— Task goal —
Reproduce every one of the items below, substituting "nonzero winding rule" for each occurrence of "even-odd rule" and keeping all other text the same. Leave the pictures out of your version.
-- begin Given entries --
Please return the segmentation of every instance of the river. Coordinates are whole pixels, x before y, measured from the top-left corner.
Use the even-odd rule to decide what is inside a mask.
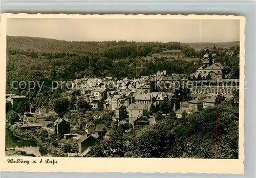
[[[39,148],[34,141],[20,139],[15,136],[10,130],[6,131],[5,139],[5,147],[7,149],[25,151],[27,154],[33,154],[37,157],[51,157],[43,149]]]

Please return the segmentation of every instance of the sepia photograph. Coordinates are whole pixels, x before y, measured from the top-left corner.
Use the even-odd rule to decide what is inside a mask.
[[[43,15],[1,36],[9,163],[243,158],[241,18]]]

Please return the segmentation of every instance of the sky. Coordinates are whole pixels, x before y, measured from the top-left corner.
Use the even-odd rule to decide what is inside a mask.
[[[7,35],[67,41],[239,41],[239,20],[10,18]]]

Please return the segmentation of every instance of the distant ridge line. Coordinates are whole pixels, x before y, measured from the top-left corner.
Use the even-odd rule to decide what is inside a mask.
[[[56,41],[67,41],[67,42],[105,42],[105,41],[125,41],[127,42],[131,42],[132,41],[128,41],[126,40],[104,40],[104,41],[69,41],[69,40],[63,40],[63,39],[54,39],[54,38],[45,38],[45,37],[30,37],[30,36],[10,36],[10,35],[7,35],[7,37],[14,37],[14,38],[34,38],[34,39],[48,39],[48,40],[56,40]],[[157,42],[158,41],[136,41],[136,40],[133,40],[134,42]],[[167,43],[168,42],[179,42],[179,41],[169,41],[168,42],[161,42],[161,41],[158,41],[159,42],[161,42],[163,43]],[[179,42],[181,44],[219,44],[219,43],[237,43],[239,42],[239,41],[225,41],[225,42]]]

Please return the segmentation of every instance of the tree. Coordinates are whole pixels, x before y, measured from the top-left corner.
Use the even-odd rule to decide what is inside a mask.
[[[38,135],[39,135],[39,137],[40,138],[40,139],[42,142],[45,142],[46,140],[47,140],[48,139],[49,136],[49,133],[47,131],[47,130],[45,130],[45,129],[42,130],[40,132],[40,133]]]
[[[76,104],[80,109],[85,108],[86,109],[90,109],[91,107],[87,102],[87,100],[84,97],[80,97],[77,100]]]
[[[23,114],[24,113],[29,111],[30,106],[30,104],[27,101],[22,101],[18,103],[16,110],[17,113]]]
[[[6,102],[5,103],[5,114],[12,110],[12,104],[10,102]]]
[[[222,95],[219,94],[216,97],[216,100],[215,101],[215,105],[219,105],[222,104],[224,100],[225,100],[225,97],[222,96]]]
[[[173,150],[174,137],[164,123],[146,127],[136,134],[130,156],[137,158],[167,158]]]
[[[154,104],[152,104],[150,106],[150,112],[152,113],[157,113],[159,110],[158,108],[157,108]]]
[[[94,146],[88,153],[88,157],[124,157],[133,144],[134,137],[125,132],[126,127],[116,124],[111,128],[112,134],[108,139],[104,139]]]
[[[160,102],[160,109],[164,114],[170,113],[173,108],[173,104],[170,101],[163,101]]]
[[[59,117],[63,117],[68,110],[69,100],[67,98],[58,98],[53,100],[53,109]]]
[[[6,115],[6,120],[8,122],[13,124],[14,122],[18,122],[19,118],[18,114],[13,110],[10,110]]]

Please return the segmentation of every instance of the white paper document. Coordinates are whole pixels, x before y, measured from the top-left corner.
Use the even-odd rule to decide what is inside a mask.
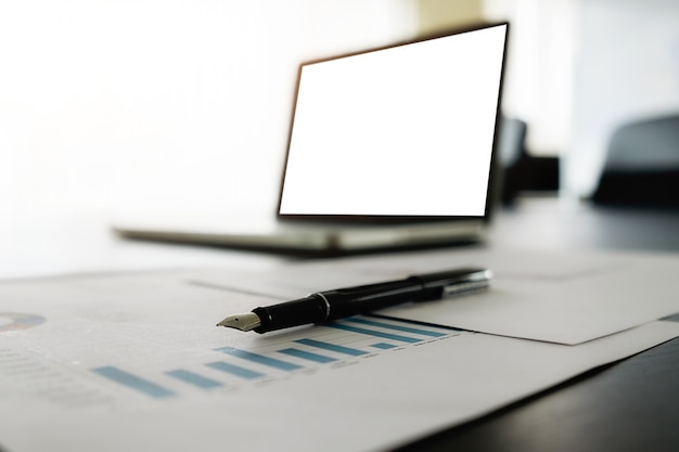
[[[217,272],[203,282],[283,299],[469,266],[494,272],[489,290],[379,313],[575,345],[679,312],[675,255],[436,250],[289,264],[255,274]]]
[[[257,335],[214,325],[271,299],[203,275],[0,283],[0,448],[384,450],[679,336],[572,347],[374,317]]]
-- end Given entries --
— Full response —
Please return the segmentation of every instance of the river. Coordinates are whole pixels, x before y, measured from the top-left corner.
Use the nonzero winding rule to decide what is inside a mask.
[[[39,148],[34,141],[20,139],[15,136],[10,130],[6,131],[5,139],[5,147],[7,149],[25,151],[27,154],[33,154],[37,157],[51,157],[43,149]]]

Please return the segmentation of every instance of the sepia photograph. Coordinates are whole pixels, x before y, measured from the top-left corner.
Use the nonzero winding rule to decide what is inside a mask.
[[[43,15],[1,36],[9,163],[243,158],[241,18]]]

Please return the segmentation of every instance of the sky. Coordinates are whole pixels, x before y, measured from the top-left corner.
Use the nonzero winding rule to decide what is inside a mask.
[[[7,35],[67,41],[239,41],[239,20],[10,18]]]

Please return the segmentation of every instance of the distant ridge line. Coordinates are whole pixels, x before y, measured from the top-left corner.
Use the nonzero winding rule to decide what is inside a mask.
[[[56,41],[67,41],[67,42],[105,42],[105,41],[125,41],[127,42],[131,42],[132,41],[128,41],[126,40],[104,40],[104,41],[69,41],[69,40],[63,40],[63,39],[54,39],[54,38],[45,38],[45,37],[30,37],[30,36],[10,36],[10,35],[7,35],[7,37],[14,37],[14,38],[34,38],[34,39],[48,39],[48,40],[56,40]],[[157,42],[158,41],[136,41],[136,40],[133,40],[134,42]],[[167,43],[168,42],[179,42],[179,41],[169,41],[168,42],[161,42],[161,41],[158,41],[159,42],[161,42],[163,43]],[[179,42],[181,44],[219,44],[219,43],[237,43],[239,42],[239,41],[225,41],[225,42]]]

Please return the segmentation of every instance of the tree. Coordinates are whole pixels, x before y, measured from the top-left corner.
Use the nonzero winding rule to decide what is inside a mask.
[[[38,135],[39,135],[39,137],[40,138],[40,139],[42,142],[45,142],[46,140],[47,140],[48,139],[49,136],[49,133],[47,131],[47,130],[45,130],[45,129],[42,130],[40,132],[40,133]]]
[[[76,104],[80,109],[85,108],[86,109],[90,109],[91,107],[87,102],[87,100],[84,97],[80,97],[77,100]]]
[[[23,114],[24,113],[29,111],[30,106],[30,104],[27,101],[22,101],[18,103],[16,110],[17,113]]]
[[[6,102],[5,103],[5,114],[12,110],[12,104],[10,102]]]
[[[222,95],[219,94],[216,97],[216,100],[215,101],[215,105],[219,105],[222,104],[224,100],[225,100],[225,97],[222,96]]]
[[[173,150],[174,137],[164,123],[146,127],[136,134],[130,156],[137,158],[167,158]]]
[[[154,104],[152,104],[150,106],[150,112],[152,113],[157,113],[159,110],[158,108],[157,108]]]
[[[94,146],[88,153],[88,157],[124,157],[133,144],[134,137],[125,132],[126,127],[116,124],[111,128],[112,134],[108,139],[104,139]]]
[[[160,102],[160,109],[164,114],[170,113],[173,108],[173,104],[170,101],[163,101]]]
[[[59,117],[63,117],[68,110],[69,100],[67,98],[58,98],[53,100],[53,109]]]
[[[6,115],[6,120],[8,122],[13,124],[14,122],[18,122],[19,118],[18,114],[13,110],[10,110]]]

Please return the segmentation of every instance of the white paper document. Coordinates are whole pixels, x before y, measured from the top-left corner.
Use the nonzero winding rule to decide what is inside a mask.
[[[217,272],[203,282],[283,299],[469,266],[494,272],[489,290],[379,313],[575,345],[679,312],[675,255],[436,250],[289,264],[255,274]]]
[[[257,335],[214,325],[271,299],[203,275],[0,283],[0,448],[384,450],[679,336],[572,347],[374,317]]]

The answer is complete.